* **Activity**: In the material below, the lines from the one containing "Target: person in white helmet" through the one containing "Annotation task — mark the person's arm" are to be given again exactly, ends included, and no others.

* **Working data**:
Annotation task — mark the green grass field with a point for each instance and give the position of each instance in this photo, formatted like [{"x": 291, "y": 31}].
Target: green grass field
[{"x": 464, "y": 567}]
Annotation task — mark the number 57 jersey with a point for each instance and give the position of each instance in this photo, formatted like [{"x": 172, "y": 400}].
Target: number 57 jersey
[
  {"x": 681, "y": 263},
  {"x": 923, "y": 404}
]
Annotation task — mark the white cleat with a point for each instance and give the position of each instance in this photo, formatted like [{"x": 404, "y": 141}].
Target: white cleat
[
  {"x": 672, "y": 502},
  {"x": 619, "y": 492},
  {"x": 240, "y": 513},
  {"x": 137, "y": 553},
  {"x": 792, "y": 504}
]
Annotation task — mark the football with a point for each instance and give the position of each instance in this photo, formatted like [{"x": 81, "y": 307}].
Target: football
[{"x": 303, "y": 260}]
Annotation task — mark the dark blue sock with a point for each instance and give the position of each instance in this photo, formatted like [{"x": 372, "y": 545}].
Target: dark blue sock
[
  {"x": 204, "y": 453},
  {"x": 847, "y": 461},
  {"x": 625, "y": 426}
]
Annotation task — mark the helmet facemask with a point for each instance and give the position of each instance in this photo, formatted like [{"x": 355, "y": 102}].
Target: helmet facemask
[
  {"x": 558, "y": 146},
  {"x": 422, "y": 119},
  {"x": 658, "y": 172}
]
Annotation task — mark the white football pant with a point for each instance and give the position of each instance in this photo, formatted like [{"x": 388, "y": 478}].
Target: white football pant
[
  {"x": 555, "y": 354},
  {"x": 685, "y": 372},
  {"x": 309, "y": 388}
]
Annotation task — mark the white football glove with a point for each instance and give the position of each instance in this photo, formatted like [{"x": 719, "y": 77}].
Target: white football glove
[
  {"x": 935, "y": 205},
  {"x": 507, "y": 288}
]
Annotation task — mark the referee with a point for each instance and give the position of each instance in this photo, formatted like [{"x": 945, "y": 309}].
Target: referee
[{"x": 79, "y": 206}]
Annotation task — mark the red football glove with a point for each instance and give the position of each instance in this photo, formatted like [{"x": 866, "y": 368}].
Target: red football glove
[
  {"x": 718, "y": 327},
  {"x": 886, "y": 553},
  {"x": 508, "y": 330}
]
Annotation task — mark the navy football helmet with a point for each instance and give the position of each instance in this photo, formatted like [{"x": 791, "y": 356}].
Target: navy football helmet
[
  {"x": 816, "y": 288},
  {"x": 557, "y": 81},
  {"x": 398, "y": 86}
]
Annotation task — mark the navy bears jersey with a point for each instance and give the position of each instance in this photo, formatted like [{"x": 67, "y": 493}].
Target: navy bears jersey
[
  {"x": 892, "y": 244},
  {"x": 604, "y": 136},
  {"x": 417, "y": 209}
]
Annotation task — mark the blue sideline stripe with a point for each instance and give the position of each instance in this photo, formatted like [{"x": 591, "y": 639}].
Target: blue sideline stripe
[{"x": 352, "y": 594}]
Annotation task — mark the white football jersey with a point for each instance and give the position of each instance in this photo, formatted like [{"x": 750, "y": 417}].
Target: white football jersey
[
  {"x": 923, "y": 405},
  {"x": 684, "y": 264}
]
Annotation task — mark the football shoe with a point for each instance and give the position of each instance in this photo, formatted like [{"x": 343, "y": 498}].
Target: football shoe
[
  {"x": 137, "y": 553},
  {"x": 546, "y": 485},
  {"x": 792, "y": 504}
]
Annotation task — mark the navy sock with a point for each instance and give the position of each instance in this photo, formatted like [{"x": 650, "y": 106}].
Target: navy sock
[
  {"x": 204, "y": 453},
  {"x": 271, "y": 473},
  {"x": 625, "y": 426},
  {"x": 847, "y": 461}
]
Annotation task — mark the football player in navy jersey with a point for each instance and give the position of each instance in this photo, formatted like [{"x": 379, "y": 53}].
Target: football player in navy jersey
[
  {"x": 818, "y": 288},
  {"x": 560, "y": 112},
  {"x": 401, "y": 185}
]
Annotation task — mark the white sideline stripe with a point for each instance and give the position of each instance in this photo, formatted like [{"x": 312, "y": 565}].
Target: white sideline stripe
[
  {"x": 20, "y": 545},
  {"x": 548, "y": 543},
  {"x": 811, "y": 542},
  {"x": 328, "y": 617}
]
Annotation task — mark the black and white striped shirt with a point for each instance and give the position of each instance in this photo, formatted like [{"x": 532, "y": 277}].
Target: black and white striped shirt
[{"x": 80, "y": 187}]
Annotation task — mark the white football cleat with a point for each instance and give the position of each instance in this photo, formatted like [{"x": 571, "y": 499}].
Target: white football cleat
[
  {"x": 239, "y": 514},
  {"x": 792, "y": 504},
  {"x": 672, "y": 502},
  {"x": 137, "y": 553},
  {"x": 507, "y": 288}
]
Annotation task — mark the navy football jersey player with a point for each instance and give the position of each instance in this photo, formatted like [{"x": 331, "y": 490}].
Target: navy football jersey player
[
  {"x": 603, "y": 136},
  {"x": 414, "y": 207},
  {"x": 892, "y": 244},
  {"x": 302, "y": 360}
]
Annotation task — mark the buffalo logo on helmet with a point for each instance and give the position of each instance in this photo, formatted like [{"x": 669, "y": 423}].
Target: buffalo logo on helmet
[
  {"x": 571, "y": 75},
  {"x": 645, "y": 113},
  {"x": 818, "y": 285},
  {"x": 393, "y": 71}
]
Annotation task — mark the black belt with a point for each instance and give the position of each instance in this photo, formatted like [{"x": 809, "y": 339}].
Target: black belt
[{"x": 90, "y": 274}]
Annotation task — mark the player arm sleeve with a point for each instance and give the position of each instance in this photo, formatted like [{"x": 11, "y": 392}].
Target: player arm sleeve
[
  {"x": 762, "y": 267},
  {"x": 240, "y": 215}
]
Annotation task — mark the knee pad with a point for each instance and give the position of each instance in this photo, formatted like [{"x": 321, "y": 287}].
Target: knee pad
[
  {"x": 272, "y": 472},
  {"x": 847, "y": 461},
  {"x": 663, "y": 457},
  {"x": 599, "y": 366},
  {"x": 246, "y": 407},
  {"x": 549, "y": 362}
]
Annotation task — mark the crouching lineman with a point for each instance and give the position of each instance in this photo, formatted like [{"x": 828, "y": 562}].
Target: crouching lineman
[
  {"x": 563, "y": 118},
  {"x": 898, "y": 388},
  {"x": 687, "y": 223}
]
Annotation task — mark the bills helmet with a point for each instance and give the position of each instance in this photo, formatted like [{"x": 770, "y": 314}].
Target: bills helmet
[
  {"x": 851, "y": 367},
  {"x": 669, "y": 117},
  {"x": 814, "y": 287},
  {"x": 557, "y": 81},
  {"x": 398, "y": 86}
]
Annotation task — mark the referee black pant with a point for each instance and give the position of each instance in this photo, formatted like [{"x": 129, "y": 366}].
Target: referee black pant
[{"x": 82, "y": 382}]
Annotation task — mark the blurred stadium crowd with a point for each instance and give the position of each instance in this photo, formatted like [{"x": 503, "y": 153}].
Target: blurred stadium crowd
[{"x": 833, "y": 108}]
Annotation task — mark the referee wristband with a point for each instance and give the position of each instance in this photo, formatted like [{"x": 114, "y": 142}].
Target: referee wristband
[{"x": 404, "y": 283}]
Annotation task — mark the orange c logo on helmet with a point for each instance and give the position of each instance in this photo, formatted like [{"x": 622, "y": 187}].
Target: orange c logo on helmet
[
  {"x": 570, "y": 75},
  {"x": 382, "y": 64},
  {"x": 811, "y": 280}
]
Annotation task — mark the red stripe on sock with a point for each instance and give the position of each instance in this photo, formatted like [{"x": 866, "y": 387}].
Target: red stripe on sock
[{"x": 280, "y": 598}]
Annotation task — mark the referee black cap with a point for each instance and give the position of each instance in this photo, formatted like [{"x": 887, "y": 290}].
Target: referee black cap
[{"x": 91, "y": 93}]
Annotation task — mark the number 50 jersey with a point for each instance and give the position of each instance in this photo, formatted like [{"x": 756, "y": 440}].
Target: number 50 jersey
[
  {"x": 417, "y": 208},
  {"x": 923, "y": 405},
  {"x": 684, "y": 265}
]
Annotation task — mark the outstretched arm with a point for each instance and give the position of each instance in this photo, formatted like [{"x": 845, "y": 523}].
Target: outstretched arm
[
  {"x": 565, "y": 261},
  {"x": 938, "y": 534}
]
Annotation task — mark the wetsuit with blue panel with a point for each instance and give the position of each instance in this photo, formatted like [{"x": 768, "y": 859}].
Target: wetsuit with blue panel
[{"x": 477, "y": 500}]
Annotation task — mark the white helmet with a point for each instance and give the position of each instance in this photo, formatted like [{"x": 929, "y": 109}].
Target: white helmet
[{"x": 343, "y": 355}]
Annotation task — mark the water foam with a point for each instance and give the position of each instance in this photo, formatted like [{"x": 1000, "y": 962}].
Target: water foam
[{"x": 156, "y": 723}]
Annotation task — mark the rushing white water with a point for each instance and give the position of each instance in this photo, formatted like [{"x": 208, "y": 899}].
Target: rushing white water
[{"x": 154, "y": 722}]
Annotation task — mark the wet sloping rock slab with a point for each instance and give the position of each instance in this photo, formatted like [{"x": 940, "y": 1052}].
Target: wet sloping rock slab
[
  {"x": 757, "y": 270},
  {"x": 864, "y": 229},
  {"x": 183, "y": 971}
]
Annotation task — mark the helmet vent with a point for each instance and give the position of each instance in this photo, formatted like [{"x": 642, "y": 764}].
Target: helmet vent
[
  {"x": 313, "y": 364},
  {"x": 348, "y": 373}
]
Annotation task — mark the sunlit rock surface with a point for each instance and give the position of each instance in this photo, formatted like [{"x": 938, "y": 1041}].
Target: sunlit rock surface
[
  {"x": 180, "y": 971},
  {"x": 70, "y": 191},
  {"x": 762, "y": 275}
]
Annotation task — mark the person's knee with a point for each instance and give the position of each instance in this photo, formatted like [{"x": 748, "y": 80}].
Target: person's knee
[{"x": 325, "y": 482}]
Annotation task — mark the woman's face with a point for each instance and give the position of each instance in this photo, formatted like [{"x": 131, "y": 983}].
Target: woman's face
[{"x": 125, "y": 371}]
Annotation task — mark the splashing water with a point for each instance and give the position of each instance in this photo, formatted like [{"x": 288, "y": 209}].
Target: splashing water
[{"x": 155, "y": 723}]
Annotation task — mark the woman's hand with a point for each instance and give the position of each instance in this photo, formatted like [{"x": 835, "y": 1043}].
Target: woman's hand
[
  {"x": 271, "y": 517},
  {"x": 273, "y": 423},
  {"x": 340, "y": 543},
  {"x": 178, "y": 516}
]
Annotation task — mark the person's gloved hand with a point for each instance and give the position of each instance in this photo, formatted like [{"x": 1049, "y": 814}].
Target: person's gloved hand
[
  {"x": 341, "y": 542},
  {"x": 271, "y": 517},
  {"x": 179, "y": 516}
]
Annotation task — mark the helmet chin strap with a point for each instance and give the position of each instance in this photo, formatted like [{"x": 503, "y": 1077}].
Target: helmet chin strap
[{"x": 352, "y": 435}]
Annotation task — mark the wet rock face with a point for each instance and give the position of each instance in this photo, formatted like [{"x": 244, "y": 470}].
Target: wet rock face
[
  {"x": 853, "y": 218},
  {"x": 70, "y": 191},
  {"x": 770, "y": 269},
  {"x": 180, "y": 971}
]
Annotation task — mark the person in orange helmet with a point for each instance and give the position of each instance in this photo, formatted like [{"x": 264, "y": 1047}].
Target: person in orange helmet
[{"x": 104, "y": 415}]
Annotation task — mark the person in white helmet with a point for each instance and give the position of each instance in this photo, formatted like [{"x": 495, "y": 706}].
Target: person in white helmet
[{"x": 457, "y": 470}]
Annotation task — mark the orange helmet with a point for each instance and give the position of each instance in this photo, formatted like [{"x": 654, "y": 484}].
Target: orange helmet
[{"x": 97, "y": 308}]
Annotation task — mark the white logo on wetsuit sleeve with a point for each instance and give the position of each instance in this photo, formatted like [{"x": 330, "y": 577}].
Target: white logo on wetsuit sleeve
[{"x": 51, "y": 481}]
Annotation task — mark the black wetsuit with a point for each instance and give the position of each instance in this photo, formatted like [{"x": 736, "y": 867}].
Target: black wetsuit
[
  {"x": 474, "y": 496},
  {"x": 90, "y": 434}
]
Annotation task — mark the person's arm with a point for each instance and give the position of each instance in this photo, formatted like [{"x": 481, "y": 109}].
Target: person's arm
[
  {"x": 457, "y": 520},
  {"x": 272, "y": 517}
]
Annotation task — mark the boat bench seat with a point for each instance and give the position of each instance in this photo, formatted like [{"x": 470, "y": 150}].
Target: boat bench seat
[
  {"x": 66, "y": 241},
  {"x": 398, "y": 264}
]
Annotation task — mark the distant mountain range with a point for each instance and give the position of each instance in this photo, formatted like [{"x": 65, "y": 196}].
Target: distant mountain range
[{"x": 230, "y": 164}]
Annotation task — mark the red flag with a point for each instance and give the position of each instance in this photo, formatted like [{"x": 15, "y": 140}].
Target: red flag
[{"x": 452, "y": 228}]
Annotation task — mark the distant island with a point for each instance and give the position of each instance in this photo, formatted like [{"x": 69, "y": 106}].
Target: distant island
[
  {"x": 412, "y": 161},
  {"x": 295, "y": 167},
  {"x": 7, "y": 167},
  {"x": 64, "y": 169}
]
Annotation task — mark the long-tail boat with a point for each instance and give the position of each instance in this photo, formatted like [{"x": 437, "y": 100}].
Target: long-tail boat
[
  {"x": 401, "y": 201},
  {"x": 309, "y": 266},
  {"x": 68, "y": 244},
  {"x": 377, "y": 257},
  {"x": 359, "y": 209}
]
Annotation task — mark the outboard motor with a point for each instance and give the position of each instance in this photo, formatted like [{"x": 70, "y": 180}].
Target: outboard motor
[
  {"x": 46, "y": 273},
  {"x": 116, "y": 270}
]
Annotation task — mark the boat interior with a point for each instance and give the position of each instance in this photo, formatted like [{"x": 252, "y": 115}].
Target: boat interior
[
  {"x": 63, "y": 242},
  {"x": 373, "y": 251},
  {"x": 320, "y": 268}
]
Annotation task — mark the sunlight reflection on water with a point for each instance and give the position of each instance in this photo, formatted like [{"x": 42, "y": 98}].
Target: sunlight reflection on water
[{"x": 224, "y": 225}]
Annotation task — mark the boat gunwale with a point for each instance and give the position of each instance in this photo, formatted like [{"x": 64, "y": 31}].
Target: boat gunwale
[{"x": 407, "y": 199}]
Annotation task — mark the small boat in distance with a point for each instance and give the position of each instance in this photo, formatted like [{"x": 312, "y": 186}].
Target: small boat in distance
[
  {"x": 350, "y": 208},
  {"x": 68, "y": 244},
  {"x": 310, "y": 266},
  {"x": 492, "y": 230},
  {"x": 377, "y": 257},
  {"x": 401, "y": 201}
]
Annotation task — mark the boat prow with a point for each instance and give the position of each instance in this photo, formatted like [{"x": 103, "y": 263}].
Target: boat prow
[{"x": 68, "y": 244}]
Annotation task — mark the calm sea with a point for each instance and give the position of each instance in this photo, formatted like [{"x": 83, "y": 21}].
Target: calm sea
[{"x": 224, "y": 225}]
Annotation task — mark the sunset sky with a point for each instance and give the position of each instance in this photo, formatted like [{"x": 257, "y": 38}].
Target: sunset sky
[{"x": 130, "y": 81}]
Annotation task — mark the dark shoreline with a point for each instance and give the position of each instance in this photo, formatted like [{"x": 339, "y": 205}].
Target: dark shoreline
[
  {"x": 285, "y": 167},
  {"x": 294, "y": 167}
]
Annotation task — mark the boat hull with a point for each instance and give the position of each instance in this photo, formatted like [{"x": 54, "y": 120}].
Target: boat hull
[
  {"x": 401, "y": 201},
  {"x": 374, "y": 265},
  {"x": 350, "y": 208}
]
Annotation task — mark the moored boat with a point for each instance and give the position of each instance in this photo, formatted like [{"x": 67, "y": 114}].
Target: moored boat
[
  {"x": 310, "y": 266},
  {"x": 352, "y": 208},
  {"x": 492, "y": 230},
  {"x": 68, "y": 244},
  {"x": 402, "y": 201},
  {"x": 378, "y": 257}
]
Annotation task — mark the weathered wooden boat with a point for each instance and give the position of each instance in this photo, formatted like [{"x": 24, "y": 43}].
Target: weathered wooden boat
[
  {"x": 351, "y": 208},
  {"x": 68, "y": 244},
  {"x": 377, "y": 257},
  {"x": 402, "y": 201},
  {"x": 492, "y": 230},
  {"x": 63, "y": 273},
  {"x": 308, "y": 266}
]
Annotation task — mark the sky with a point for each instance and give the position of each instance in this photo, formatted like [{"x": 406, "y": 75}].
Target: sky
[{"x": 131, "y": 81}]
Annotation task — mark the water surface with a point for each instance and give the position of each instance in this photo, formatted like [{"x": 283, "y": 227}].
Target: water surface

* **Your solution**:
Target: person in white helmet
[{"x": 457, "y": 470}]
Annotation task — mark the orange helmet with a point for each instance and give the position of each instance in this photo, formatted like [{"x": 654, "y": 484}].
Target: orange helmet
[{"x": 97, "y": 308}]
Annotation task — mark the white logo on wetsuit sleeve with a point for each instance and give the position of each instance in this photo, formatted like [{"x": 330, "y": 577}].
Target: white logo on wetsuit sleeve
[{"x": 51, "y": 481}]
Annotation task — mark the black wetsuit with a point for each instance and give the position of each instance in this photo, formatted like [{"x": 736, "y": 867}].
Target: black wetsuit
[
  {"x": 474, "y": 496},
  {"x": 90, "y": 434}
]
Annotation task — mark the person's arm with a point for each instance and give the position of each instance in this photo, formatted like [{"x": 481, "y": 109}].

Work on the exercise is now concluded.